__EXERCISE DETAILS__
Please write out exactly the lines that begin at the line containing "window with a single point, one per instance." and run to the end of the records.

__TASK INPUT__
------------------------
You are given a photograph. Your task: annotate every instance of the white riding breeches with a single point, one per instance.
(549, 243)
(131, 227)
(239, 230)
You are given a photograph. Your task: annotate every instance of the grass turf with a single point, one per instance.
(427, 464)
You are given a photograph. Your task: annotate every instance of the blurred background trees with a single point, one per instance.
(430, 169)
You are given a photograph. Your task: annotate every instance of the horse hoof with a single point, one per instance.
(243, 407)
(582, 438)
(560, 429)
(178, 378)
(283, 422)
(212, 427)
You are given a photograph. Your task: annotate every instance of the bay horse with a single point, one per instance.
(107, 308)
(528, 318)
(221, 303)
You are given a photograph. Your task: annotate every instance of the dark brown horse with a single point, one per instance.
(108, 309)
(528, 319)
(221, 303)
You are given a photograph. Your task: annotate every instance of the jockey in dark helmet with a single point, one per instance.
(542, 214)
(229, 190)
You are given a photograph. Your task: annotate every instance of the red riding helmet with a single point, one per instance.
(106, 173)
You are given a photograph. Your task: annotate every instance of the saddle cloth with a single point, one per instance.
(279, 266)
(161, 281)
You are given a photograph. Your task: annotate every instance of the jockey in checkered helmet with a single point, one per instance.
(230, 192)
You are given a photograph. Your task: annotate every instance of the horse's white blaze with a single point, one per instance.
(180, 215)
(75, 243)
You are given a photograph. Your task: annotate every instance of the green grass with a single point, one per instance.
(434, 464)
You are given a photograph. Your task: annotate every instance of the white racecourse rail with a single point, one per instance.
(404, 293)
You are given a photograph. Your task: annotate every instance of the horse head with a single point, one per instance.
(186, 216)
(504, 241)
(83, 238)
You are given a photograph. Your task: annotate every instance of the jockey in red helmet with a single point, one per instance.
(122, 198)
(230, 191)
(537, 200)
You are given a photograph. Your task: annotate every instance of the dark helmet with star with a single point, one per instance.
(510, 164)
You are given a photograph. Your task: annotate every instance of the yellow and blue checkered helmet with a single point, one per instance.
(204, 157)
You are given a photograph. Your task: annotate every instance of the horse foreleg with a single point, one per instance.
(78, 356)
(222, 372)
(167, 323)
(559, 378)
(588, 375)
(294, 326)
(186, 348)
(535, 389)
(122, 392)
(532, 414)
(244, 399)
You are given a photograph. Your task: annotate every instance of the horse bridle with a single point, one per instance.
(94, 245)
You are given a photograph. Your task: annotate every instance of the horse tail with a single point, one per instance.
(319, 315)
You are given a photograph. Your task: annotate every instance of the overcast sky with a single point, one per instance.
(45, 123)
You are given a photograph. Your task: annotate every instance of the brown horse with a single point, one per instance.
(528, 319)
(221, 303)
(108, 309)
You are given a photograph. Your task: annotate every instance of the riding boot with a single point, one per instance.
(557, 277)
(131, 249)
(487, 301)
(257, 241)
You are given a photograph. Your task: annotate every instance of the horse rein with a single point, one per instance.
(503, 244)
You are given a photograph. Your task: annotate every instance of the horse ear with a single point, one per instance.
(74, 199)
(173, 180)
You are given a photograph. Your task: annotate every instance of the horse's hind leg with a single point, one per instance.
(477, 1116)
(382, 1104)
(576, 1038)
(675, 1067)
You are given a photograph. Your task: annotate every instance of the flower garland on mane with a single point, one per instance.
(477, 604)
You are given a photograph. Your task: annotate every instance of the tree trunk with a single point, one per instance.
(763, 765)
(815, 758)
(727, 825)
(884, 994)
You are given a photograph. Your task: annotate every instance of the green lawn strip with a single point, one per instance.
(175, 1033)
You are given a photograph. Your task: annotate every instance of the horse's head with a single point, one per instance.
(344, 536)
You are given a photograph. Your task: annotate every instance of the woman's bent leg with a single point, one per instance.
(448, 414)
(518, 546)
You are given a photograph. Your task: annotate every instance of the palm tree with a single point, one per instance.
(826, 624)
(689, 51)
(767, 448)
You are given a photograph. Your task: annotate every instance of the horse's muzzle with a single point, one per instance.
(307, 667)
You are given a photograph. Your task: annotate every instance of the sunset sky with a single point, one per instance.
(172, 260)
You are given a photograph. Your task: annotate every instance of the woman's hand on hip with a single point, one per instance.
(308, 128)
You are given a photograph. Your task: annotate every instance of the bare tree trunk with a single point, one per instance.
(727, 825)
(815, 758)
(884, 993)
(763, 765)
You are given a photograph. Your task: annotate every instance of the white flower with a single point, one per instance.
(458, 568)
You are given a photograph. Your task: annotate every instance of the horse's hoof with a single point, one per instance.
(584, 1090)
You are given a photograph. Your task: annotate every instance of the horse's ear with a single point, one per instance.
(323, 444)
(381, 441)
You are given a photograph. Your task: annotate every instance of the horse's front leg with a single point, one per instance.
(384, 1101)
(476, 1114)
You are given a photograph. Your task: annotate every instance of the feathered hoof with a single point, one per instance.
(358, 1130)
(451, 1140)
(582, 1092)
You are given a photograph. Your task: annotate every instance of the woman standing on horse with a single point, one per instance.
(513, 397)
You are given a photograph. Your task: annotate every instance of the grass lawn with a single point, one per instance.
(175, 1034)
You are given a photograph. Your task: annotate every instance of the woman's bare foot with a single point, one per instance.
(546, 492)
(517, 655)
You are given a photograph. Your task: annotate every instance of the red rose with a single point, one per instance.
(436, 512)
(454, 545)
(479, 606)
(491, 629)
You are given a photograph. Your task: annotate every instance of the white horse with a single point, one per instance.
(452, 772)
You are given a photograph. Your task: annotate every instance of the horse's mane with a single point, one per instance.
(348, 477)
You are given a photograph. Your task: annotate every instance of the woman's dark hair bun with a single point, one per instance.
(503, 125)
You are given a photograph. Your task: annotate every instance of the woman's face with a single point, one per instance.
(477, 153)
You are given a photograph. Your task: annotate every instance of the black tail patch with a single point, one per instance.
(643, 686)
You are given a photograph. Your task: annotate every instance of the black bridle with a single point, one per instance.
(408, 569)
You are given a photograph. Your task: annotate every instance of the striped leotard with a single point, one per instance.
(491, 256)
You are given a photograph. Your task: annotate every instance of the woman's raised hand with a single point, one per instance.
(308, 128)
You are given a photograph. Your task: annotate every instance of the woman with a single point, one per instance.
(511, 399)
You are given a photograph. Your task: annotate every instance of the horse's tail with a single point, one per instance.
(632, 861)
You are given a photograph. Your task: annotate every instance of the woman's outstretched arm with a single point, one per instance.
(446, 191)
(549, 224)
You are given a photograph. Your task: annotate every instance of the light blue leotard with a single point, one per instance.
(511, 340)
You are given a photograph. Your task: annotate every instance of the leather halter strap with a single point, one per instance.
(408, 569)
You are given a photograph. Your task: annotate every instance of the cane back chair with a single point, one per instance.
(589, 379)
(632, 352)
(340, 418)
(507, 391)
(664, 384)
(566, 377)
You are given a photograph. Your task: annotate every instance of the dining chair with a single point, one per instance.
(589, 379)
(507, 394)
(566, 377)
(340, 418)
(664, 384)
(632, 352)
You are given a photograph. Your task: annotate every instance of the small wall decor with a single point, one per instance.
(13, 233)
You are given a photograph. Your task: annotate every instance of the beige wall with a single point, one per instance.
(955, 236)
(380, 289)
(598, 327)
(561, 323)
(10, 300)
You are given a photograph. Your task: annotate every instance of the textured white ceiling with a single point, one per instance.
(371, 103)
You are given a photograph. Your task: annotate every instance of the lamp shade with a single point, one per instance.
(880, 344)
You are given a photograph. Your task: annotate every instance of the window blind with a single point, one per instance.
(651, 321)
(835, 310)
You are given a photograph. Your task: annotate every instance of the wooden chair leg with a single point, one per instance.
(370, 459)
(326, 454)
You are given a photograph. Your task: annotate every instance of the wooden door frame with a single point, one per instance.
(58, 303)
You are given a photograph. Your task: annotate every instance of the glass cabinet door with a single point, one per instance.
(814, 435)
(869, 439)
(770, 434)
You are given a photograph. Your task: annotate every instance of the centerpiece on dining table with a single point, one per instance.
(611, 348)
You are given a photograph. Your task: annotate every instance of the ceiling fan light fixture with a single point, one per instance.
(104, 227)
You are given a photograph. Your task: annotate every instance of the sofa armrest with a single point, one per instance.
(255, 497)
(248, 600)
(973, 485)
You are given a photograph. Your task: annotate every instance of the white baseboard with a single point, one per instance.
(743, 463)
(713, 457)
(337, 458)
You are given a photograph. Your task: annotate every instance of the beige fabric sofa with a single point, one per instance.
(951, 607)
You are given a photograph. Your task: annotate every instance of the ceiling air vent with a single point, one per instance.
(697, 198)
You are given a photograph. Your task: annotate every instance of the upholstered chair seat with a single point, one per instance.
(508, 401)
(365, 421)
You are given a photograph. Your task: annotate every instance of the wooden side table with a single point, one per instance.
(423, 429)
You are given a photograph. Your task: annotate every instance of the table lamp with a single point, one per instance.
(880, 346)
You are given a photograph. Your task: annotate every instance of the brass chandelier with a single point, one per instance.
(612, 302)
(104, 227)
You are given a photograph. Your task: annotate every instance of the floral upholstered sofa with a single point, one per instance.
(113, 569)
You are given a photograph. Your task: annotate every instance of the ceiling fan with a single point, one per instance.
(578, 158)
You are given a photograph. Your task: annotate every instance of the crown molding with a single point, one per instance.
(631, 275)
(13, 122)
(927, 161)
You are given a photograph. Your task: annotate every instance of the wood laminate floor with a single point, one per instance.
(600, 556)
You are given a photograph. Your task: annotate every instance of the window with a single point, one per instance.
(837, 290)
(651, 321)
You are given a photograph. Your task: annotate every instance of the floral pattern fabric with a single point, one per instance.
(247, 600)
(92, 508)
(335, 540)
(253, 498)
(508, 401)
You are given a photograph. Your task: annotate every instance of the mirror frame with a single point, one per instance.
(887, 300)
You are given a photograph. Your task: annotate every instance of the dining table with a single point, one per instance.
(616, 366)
------------------------
__SOLUTION TO THE EXERCISE__
You are given a photograph. Your task: annotate every instance of the window with a single point, one per instance.
(837, 290)
(651, 321)
You are given a photograph. Your task: annotate every instance of the floral pattern fabric with a single point, one per instance.
(247, 600)
(92, 508)
(335, 540)
(253, 498)
(508, 401)
You are given a photograph. Your task: annotate every instance of the mirror frame with a single point, one per instance.
(887, 300)
You are given a photograph. Your task: annotate every instance of the dining table with a single point, one per instance.
(616, 366)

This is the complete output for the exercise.